## Provided passage
WBMQ (630 kHz) was a commercial AM radio station in Savannah, Georgia. It was owned by Cumulus Media and aired a news/talk format. The studios and offices were on Television Circle in Savannah. The transmitter was off Dulany Avenue near the Savannah River.

WBMQ's weekday schedule was made up of mostly syndicated conservative talk shows from the co-owned Westwood One Network. They included Michael Savage, Chris Plante, Mark Levin, Clark Howard, Phil Valentine, John Batchelor, Red Eye Radio and America in the Morning with John Trout. Most hours began with Westwood One News. NBC-TV network affiliate WSAV-TV 3 supplied WBMQ with some local news and weather. (At one time, the two stations had been co-owned.)

History

Early years as WSAV
On December 29, 1939, the station first signed on as WSAV, with the call sign standing for "SAVannah." It broadcast at 1310 kilocycles at a power of only 100 watts. Studios and offices were in the Liberty National Bank Building. After the North American Regional Broadcasting Agreement (NARBA) took effect in 1941, the station moved to AM 1340. WSAV was an NBC Red Network affiliate, carrying its schedule of dramas, comedies, news, sports, soap operas, game shows and big band broadcasts during the Golden Age of Radio.

In 1947, an FM station was added, 100.3 WSAV-FM. It mostly simulcast the AM station's programming, but management did not see much of a future for FM radio and was more interested in building a TV station. Because of this, WSAV-FM stopped broadcasting in the mid-1950s and the license was turned in.

## Stated exercise A
In the WBMQ radio station text, what frequency did WSAV use when it first signed on in 1939?
## Stated exercise B
Carry the WBMQ radio station history forward from its final sentence.

## Recorded data
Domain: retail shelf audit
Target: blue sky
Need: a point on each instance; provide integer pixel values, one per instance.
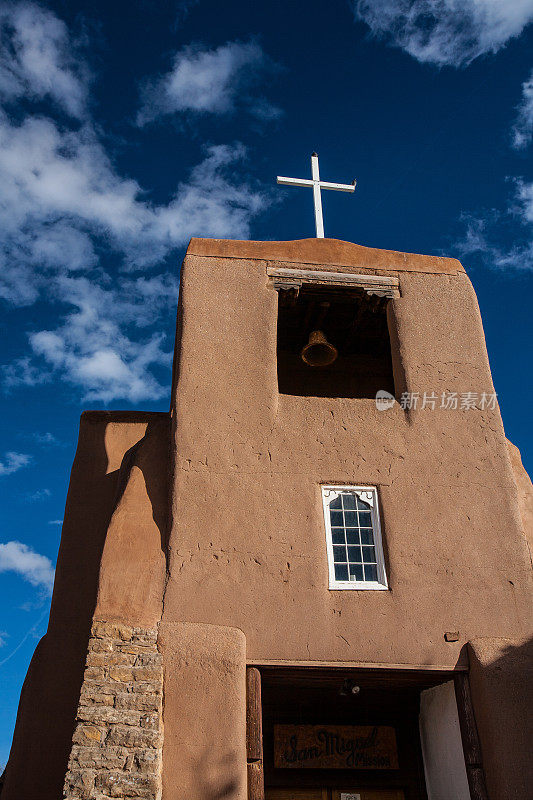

## Response A
1310 kilocycles

## Response B
Move to AM 630
In 1949, WSAV moved to AM 630, coupled with a big boost in power. WSAV began running at 5,000 watts around the clock, non-directional by day but using a directional antenna at night to protect other stations on the frequency. WSAV used a three-tower antenna array on Oatland Island.
 
In 1956, WSAV put Savannah's second TV station on the air. WSAV had battled with rival radio station 900 WJIV for the last VHF TV license available in Savannah. (Channel 11 WTOC-TV had gone on the air two years earlier.) WSAV emerged the winner. Channel 3 WSAV-TV became an NBC-TV affiliate, since WSAV was an NBC Radio affiliate.

Sale to Beasley
In 1977, management decided to sell the radio station, while retaining the TV station. AM 630 WSAV was sold to Beasley Broadcasting. Because two stations that were no longer co-owned could not share the same call letters, AM 630 became WKBX. Beasley teamed up the station with FM station 95.5 WSGF, which it also owned. (WSGF is now active rock WIXV.) WKBX's full service middle of the road format was continued for several years. But in 1981, the station switched to a Christian radio format. In 1983, WKBX began airing country music. It changed to WBMQ in 1985 and began playing oldies.

WBMQ and WSGF were bought by Radio Southeast in 1988. Radio Southeast changed WBMQ's format to talk in 1990. The station featured local hosts and at night carried syndicated shows from NBC Talknet. World and national news was supplied by CBS Radio News.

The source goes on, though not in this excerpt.